## Goal of the exercise
Copy each of the entries below word for word, from first to last.

--- Information shown ---

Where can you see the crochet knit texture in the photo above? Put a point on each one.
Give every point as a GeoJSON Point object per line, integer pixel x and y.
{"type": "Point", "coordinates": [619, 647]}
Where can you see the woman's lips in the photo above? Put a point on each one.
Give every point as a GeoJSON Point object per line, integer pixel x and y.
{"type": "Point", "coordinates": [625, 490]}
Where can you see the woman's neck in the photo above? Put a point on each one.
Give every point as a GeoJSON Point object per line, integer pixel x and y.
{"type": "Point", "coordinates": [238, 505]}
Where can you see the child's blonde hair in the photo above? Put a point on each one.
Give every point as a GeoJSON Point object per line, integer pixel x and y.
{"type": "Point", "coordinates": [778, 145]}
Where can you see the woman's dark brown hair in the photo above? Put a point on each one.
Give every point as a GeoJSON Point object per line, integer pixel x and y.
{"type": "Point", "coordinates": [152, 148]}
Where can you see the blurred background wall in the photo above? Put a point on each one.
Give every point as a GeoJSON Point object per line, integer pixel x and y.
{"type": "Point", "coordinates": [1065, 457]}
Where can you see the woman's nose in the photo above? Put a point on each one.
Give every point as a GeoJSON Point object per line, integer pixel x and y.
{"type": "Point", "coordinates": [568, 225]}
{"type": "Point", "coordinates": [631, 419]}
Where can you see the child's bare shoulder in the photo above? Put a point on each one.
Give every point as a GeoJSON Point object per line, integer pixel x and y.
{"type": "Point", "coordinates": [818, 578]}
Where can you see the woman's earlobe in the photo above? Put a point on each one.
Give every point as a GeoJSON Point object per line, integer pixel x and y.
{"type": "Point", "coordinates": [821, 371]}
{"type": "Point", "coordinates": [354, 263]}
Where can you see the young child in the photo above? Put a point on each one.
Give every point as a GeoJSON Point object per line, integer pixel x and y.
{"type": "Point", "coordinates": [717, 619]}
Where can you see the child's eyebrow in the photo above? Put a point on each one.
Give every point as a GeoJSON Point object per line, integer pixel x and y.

---

## Task response
Where can you see the crochet knit texture in the photo above? Put a point on each one.
Give every point as a GeoJSON Point object per line, integer pixel x and y.
{"type": "Point", "coordinates": [619, 647]}
Where can you see the woman's lips in the photo above? Put a point on each one.
Give every point as a GeoJSON Point object per line, integer pixel x and y.
{"type": "Point", "coordinates": [625, 490]}
Where can you see the woman's neck in the photo above? Put a point on each one.
Give every point as a GeoJSON Point object per line, integer pixel x and y.
{"type": "Point", "coordinates": [238, 505]}
Where can you see the child's blonde hair in the photo above? Put a point on each one.
Give every point as a GeoJSON Point object per line, integer pixel x and y.
{"type": "Point", "coordinates": [778, 145]}
Where can you see the woman's dark brown hair in the photo above? Put a point on each one.
Give every point as a GeoJSON Point object per line, integer pixel x and y.
{"type": "Point", "coordinates": [152, 148]}
Where can you see the blurred background wall in the photo above? Put a point on each one.
Give every point as a GeoJSON Point object per line, integer pixel x and y.
{"type": "Point", "coordinates": [1065, 457]}
Where can you see the woman's nose in the photo above? Put a point on each one.
Give every point as a GeoJSON Point object per line, integer pixel x and y.
{"type": "Point", "coordinates": [568, 225]}
{"type": "Point", "coordinates": [631, 419]}
Where can you see the child's bare shoulder in the photo above? Put a point on each one.
Give every point as a GeoJSON Point object per line, integer pixel x and y.
{"type": "Point", "coordinates": [818, 578]}
Where can you see the woman's earlobe in the photo above? Put a point on each one.
Give every point as a GeoJSON Point object per line, integer pixel x and y.
{"type": "Point", "coordinates": [821, 371]}
{"type": "Point", "coordinates": [354, 263]}
Where can you see the young child in the photo above? Put a point on each one.
Give every point as a GeoJSON Point object per line, integer pixel x and y.
{"type": "Point", "coordinates": [717, 619]}
Where can you see the child's eyebrow in the photo above? Put a point on each one.
Give every point as a GeoJSON Point object per line, integer pixel x and y.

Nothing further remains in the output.